== Exercise passage
Reacting to this report in the Guardian, Phil Magness says, on Facebook:

Surprising nobody, the Olympics have become a Faucist nightmare.

The Wall Street Journal‘s Editorial Board writes about “the twilight of Covid mandates in Europe.” A slice:

United Kingdom Health Secretary Sajid Javid on Monday scrapped a requirement for employees of the National Health Service (NHS) to be vaccinated by April. Doctors, nurses and other staff would have had to receive their first shots this week to be fully vaccinated in time and it became clear tens of thousands were holding out, amounting to more than 5% of the NHS work force. This amid chronic staff shortages.

A separate mandate for nursing-home staff took effect in November and the havoc it wreaked no doubt contributed to Mr. Javid’s decision to avoid the same chaos in the NHS. Estimates vary, but thousands of staff seem to have left their jobs owing to the mandate as a staffing shortage sets into that industry. A major concern is that those workers will have found other jobs in Britain’s tight labor market and might never return to their old posts.
====
▶ [Questions]:
- A) In the excerpt on Covid mandates, by what month would NHS employees have had to be vaccinated under the requirement that was scrapped?
- B) Say whether each statement agrees with the excerpt on Covid mandates. Answer yes or no for each, and quote the deciding words. (i) Sajid Javid scrapped the NHS vaccination requirement on a Monday. (ii) The mandate for nursing-home staff took effect in January. (iii) The NHS staff holding out amounted to less than 1% of its work force.
- C) Repeat everything in the excerpt on Covid mandates from "Reacting to this" down to "chronic staff shortages.".
== Extracted entries
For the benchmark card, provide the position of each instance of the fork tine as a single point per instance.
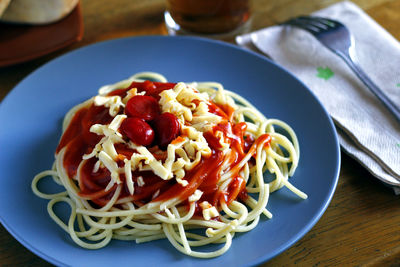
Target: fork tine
====
== Extracted entries
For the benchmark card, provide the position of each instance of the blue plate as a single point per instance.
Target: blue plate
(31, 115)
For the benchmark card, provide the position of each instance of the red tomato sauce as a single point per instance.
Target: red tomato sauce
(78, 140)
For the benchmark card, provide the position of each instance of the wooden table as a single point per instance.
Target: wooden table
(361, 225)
====
== Extracted entries
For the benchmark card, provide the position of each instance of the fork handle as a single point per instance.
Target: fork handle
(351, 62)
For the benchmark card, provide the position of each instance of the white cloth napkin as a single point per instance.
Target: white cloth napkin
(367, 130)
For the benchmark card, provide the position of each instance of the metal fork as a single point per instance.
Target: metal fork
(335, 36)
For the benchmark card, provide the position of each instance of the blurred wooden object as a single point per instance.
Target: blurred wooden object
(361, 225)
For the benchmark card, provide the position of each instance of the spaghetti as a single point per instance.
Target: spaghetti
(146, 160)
====
▶ [Answers for each item]:
- A) April

- B)
(i) Yes: "United Kingdom Health Secretary Sajid Javid on Monday scrapped a requirement for employees of the National Health Service (NHS) to be vaccinated by April."
(ii) No: "A separate mandate for nursing-home staff took effect in November"
(iii) No: "amounting to more than 5% of the NHS work force"

- C)
Reacting to this report in the Guardian, Phil Magness says, on Facebook:

Surprising nobody, the Olympics have become a Faucist nightmare.

The Wall Street Journal‘s Editorial Board writes about “the twilight of Covid mandates in Europe.” A slice:

United Kingdom Health Secretary Sajid Javid on Monday scrapped a requirement for employees of the National Health Service (NHS) to be vaccinated by April. Doctors, nurses and other staff would have had to receive their first shots this week to be fully vaccinated in time and it became clear tens of thousands were holding out, amounting to more than 5% of the NHS work force. This amid chronic staff shortages.